### SHORT TASK
Rescale the records from the line with "Every instance of the grassy" up to and including the line with "366 433 L 425". Write out only those lines again, requests included, with every coordinate in the answers multiplied by 0.6 and rounded to a whole number, halves rounding up.

### DATA SUPPLIED
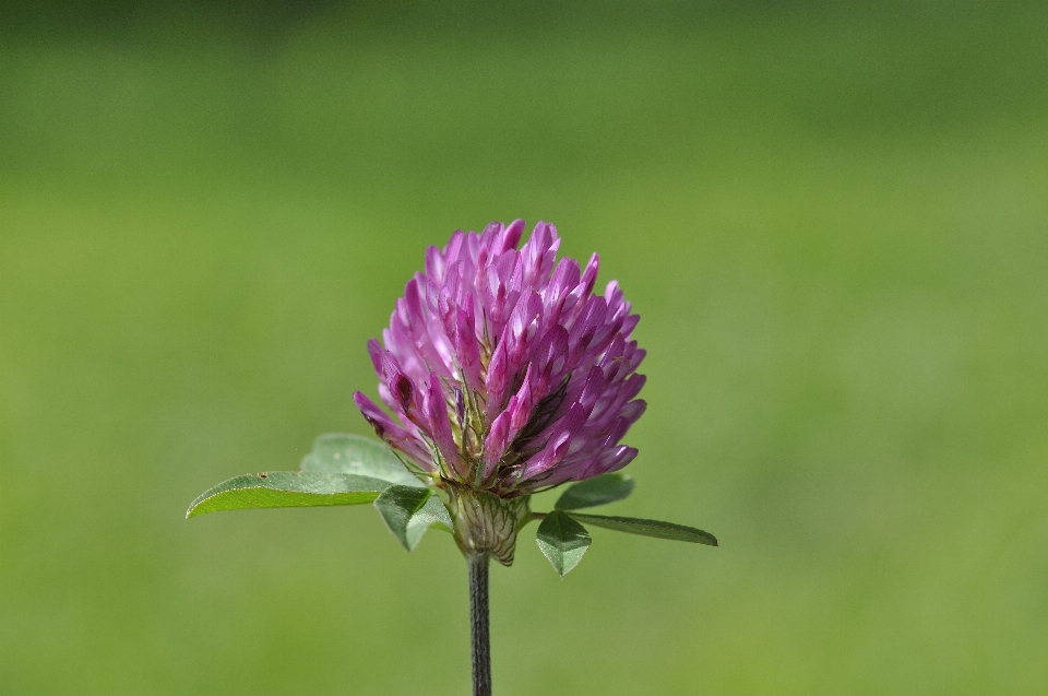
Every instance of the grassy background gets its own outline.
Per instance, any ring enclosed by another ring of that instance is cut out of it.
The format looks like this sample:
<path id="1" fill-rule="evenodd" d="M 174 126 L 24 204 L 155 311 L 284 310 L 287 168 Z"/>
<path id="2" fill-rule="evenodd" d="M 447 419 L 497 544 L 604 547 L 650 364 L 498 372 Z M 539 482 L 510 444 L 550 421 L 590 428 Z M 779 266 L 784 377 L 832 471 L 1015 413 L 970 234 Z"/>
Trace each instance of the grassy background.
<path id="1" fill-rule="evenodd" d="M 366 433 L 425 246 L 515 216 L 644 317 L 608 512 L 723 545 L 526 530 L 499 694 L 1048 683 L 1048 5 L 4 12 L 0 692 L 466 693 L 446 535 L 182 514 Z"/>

...

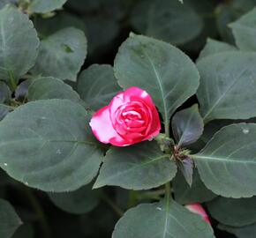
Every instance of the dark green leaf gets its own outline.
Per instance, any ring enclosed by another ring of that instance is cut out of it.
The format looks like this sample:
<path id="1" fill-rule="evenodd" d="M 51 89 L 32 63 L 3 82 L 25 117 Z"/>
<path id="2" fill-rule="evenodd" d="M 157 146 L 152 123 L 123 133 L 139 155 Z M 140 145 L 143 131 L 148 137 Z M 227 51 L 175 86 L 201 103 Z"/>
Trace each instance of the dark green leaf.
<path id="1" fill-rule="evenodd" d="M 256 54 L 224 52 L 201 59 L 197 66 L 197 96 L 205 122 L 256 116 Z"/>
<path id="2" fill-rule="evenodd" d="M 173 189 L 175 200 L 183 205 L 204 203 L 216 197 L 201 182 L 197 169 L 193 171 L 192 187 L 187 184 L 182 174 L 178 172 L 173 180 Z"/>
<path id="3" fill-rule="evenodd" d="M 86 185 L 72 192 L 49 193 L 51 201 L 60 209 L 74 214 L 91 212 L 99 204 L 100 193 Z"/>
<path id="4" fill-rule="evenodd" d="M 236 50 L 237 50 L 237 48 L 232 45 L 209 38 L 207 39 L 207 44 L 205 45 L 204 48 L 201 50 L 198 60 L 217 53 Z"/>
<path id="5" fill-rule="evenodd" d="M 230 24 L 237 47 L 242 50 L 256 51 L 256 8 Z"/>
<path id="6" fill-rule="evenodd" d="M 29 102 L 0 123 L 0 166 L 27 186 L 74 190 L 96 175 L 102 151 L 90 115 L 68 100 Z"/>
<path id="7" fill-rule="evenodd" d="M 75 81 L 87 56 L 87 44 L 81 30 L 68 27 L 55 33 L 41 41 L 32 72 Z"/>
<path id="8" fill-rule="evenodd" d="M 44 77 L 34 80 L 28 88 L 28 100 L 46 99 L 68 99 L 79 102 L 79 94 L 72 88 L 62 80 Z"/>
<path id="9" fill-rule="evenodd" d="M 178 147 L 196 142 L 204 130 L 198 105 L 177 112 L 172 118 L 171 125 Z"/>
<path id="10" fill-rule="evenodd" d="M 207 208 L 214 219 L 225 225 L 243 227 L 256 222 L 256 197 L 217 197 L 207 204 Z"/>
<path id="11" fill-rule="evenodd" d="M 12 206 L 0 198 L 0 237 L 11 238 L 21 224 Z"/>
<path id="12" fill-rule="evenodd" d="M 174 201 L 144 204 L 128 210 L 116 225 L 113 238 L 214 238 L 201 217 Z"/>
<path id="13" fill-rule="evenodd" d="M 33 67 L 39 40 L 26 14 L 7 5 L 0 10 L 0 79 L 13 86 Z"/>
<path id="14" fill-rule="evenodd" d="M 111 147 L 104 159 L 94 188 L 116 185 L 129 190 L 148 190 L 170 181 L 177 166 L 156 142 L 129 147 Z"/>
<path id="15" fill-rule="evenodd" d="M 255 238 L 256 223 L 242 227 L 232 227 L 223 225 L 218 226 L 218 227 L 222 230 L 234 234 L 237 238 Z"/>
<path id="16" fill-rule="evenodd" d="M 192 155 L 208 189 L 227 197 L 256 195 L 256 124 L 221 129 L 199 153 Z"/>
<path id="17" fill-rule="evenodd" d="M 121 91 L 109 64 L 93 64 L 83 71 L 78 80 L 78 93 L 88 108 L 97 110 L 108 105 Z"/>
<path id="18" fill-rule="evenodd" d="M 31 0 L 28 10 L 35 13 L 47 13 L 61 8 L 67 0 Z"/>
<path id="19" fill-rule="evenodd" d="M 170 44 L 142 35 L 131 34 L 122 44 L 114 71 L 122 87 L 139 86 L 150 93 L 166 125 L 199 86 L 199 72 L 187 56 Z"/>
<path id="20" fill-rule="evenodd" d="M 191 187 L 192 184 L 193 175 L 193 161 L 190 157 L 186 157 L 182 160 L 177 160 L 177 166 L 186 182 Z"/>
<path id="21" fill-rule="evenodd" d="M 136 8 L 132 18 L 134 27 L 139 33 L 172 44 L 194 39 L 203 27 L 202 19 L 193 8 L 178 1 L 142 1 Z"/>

==

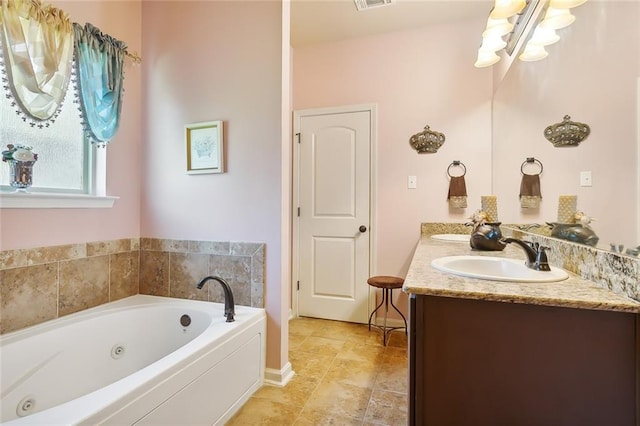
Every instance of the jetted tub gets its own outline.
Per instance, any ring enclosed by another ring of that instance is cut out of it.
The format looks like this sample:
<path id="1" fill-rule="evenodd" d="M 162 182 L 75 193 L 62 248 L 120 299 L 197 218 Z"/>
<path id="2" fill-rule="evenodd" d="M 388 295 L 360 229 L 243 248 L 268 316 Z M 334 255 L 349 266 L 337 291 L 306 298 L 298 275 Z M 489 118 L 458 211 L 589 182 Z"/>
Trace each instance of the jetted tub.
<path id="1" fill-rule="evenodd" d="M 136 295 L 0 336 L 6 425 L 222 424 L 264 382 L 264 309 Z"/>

### TASK OUTPUT
Every instance of the grassy background gets its own outline.
Per instance, any ring enclosed by another ring of that instance is cut out of it.
The format looks like this sample:
<path id="1" fill-rule="evenodd" d="M 174 126 L 24 204 L 155 311 L 284 310 L 287 168 Z"/>
<path id="2" fill-rule="evenodd" d="M 447 419 L 497 544 L 604 547 L 650 364 L 498 372 Z M 539 482 L 510 444 L 550 421 L 590 428 Z M 779 266 L 784 377 L 832 471 L 1015 413 L 970 234 Z"/>
Trace each instance of the grassy background.
<path id="1" fill-rule="evenodd" d="M 220 260 L 255 148 L 309 130 L 386 190 L 365 307 L 434 327 L 316 318 L 299 416 L 629 410 L 629 3 L 2 7 L 0 415 L 280 416 L 268 321 L 109 308 Z"/>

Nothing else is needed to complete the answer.